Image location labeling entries
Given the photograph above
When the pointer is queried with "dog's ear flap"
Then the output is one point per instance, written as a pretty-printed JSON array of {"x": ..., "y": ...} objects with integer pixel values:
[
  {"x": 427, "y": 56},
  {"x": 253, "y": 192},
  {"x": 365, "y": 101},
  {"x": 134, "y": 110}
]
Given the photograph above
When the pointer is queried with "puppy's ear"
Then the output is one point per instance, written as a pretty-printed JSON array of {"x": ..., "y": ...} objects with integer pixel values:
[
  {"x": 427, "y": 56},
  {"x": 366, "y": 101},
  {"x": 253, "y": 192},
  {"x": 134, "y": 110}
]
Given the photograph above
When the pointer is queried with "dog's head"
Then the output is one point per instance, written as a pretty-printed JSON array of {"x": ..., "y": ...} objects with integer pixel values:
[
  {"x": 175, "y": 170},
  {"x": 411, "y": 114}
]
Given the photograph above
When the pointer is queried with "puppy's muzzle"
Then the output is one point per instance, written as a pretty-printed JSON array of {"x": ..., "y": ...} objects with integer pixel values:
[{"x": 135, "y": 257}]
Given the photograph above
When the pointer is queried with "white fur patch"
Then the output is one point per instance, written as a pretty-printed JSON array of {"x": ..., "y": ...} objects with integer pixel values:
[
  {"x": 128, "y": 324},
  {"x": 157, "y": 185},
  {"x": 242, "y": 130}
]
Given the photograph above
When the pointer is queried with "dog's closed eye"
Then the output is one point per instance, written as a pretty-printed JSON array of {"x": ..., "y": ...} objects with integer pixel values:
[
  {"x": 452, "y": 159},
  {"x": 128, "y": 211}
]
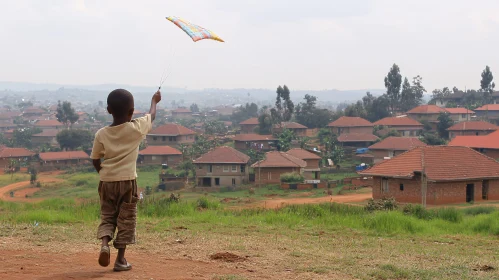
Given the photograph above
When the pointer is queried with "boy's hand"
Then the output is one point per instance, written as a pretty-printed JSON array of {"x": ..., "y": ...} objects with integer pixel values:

Exercise
All of the records need repeating exactly, except for the pictures.

Worked answer
Given the photograph above
When the pointer is queried with "dog's ear flap"
Then the output is one point per instance, written as a pretty-printed JSON array of {"x": ..., "y": ...} objects with integer pixel values:
[
  {"x": 427, "y": 56},
  {"x": 253, "y": 192},
  {"x": 365, "y": 101},
  {"x": 134, "y": 110}
]
Given the photograph above
When the pointer is queried with "puppy's ear"
Then the output is one point per instance, written as a pretty-printed JSON array of {"x": ..., "y": ...} objects with integer pixel values:
[
  {"x": 427, "y": 56},
  {"x": 366, "y": 101},
  {"x": 253, "y": 192},
  {"x": 134, "y": 110}
]
Given the photograph above
When the pointer is queried with "dog's head"
Then the output is one point per instance, written as a pretty-printed JSON array of {"x": ..., "y": ...} objects with integer pixel values:
[
  {"x": 175, "y": 170},
  {"x": 411, "y": 114}
]
Given the photograph above
When the pointer is queried with "puppy's muzzle"
Then the output is one point per instance, written as a pretty-printed JSON array of {"x": ..., "y": ...} objects with integer pixel values:
[{"x": 135, "y": 257}]
Given the photograph above
When the pointer is queried with "white fur patch"
Then the output is one point per instance, written as a pretty-printed JSON array of {"x": ..., "y": ...} objects with integer pixel values:
[
  {"x": 128, "y": 324},
  {"x": 157, "y": 185},
  {"x": 242, "y": 130}
]
Given the photograph above
When the pointer is queried with "dog's closed eye"
Then the output is one point per instance, written as a pretty-printed JSON array of {"x": ..., "y": ...} objects with integer pixel values:
[
  {"x": 452, "y": 159},
  {"x": 128, "y": 211}
]
Given the photograph above
When the pointer is queried with "boy's hand"
Then the output is one point per instance, written as a pretty-printed JSON array of {"x": ..., "y": ...} objects with integer pixel values:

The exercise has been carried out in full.